Records excerpted from a collection:
———
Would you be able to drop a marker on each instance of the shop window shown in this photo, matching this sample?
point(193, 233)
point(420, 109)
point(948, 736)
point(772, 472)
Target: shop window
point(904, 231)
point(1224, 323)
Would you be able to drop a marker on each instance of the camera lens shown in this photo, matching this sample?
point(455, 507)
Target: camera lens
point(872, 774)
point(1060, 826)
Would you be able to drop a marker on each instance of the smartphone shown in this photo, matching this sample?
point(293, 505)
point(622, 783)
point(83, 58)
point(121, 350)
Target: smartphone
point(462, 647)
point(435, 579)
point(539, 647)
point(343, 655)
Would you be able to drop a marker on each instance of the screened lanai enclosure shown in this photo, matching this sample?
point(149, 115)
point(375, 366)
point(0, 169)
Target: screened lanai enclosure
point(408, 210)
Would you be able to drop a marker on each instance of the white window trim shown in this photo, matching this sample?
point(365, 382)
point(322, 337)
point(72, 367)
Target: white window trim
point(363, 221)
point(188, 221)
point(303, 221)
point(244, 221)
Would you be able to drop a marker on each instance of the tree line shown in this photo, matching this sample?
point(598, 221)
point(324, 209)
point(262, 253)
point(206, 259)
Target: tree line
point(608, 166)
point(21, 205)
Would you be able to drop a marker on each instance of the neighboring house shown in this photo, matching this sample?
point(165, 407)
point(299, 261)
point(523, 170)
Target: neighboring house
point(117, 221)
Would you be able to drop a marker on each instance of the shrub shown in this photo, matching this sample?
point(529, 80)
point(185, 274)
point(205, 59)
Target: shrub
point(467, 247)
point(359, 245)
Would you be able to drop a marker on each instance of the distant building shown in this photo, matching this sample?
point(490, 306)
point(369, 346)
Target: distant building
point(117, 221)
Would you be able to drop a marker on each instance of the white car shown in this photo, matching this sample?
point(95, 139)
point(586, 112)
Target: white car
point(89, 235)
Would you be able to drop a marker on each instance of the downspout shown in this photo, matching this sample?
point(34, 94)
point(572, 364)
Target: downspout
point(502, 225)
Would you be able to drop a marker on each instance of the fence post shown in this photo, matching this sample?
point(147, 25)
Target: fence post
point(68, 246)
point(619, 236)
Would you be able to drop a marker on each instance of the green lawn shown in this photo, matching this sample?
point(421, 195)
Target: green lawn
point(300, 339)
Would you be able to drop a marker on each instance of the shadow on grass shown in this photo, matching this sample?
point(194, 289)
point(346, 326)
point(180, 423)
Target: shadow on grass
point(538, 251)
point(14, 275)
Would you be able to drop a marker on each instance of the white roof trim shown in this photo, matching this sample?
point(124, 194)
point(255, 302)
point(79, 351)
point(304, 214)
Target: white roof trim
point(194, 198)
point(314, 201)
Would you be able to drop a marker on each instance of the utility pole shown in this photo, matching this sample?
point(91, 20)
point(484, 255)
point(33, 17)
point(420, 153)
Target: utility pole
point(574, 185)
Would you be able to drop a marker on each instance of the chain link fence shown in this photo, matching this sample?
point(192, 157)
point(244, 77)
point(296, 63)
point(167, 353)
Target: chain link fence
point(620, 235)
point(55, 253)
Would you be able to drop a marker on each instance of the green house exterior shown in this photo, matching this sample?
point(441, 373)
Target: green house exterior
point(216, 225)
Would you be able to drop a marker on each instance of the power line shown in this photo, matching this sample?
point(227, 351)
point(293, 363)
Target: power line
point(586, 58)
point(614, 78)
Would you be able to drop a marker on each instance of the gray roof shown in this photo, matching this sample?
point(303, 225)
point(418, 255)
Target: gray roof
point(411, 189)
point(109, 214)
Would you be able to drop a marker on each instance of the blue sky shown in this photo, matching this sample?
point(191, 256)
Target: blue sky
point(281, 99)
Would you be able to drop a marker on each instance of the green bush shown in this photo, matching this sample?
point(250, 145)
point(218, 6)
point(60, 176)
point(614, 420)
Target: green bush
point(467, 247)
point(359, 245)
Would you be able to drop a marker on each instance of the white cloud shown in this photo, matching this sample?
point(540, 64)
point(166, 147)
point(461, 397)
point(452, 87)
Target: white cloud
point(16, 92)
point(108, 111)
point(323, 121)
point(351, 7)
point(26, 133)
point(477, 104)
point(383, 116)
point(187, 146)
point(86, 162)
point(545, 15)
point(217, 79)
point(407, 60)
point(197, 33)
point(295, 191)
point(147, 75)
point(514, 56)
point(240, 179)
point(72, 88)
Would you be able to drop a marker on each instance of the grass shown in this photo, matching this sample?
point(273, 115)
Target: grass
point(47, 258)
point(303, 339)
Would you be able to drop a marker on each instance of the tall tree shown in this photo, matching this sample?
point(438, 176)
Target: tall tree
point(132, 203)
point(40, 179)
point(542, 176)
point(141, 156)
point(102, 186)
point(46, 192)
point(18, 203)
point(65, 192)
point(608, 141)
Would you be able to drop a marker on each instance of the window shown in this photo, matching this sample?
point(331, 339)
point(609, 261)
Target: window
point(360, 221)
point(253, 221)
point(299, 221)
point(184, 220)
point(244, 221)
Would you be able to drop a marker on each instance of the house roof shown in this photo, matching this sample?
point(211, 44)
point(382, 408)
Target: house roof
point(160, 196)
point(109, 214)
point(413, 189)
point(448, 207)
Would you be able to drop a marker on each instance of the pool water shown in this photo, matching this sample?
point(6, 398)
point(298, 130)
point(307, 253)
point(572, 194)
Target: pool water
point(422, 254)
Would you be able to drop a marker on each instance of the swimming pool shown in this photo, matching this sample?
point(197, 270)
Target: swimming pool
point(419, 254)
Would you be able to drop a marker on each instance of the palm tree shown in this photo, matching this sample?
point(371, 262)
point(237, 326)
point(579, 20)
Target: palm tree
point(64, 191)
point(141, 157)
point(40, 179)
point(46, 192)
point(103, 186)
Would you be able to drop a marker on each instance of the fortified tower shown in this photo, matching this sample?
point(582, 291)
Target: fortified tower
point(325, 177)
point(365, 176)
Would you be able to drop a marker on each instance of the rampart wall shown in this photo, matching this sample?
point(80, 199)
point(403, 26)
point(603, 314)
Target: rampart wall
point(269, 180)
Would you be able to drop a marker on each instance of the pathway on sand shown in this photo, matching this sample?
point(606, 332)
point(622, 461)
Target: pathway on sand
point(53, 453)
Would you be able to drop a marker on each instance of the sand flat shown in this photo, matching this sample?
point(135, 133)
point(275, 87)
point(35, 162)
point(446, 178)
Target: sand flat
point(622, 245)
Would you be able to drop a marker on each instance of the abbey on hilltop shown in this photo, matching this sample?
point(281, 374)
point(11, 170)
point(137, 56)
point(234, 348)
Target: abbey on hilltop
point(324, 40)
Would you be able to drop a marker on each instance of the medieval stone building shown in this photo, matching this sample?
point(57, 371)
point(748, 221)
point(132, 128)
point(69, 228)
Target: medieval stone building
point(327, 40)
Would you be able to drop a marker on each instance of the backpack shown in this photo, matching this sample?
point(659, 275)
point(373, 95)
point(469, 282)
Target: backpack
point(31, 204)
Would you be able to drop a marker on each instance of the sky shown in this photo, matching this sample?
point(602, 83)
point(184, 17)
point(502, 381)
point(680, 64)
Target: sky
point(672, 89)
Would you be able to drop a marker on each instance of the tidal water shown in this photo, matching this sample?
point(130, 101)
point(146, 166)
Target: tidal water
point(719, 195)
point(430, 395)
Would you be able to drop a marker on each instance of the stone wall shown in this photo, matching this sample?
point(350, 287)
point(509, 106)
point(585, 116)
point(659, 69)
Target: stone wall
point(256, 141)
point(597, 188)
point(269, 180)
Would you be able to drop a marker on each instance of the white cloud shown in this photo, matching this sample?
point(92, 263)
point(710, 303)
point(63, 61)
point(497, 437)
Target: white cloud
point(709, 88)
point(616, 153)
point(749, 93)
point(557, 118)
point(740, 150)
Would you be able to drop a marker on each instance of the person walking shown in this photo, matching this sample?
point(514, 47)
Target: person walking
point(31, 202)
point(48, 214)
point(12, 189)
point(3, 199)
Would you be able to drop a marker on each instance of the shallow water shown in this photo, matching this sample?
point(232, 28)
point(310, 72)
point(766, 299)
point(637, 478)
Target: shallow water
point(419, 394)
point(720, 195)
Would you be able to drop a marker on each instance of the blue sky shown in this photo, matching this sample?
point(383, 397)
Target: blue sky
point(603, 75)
———
What needs to be done>
Scale the listing from the line with "of the shadow" to the line with "point(314, 201)", both included, and give only those lines again, requests and all. Multiply each coordinate in the answer points after every "Target:" line by 0.55 and round to whole numbers with halves going up, but leave the points under each request unchanged.

Task result>
Would you be able to drop a marker on each instance of the shadow on grass shown in this photo, matching this sample?
point(194, 289)
point(346, 326)
point(180, 423)
Target: shadow on grass
point(296, 138)
point(8, 151)
Would you be able to drop a marker on each instance of the white roof trim shown in this photo, matching this sample?
point(124, 194)
point(255, 302)
point(79, 351)
point(304, 214)
Target: white roof trim
point(107, 109)
point(173, 111)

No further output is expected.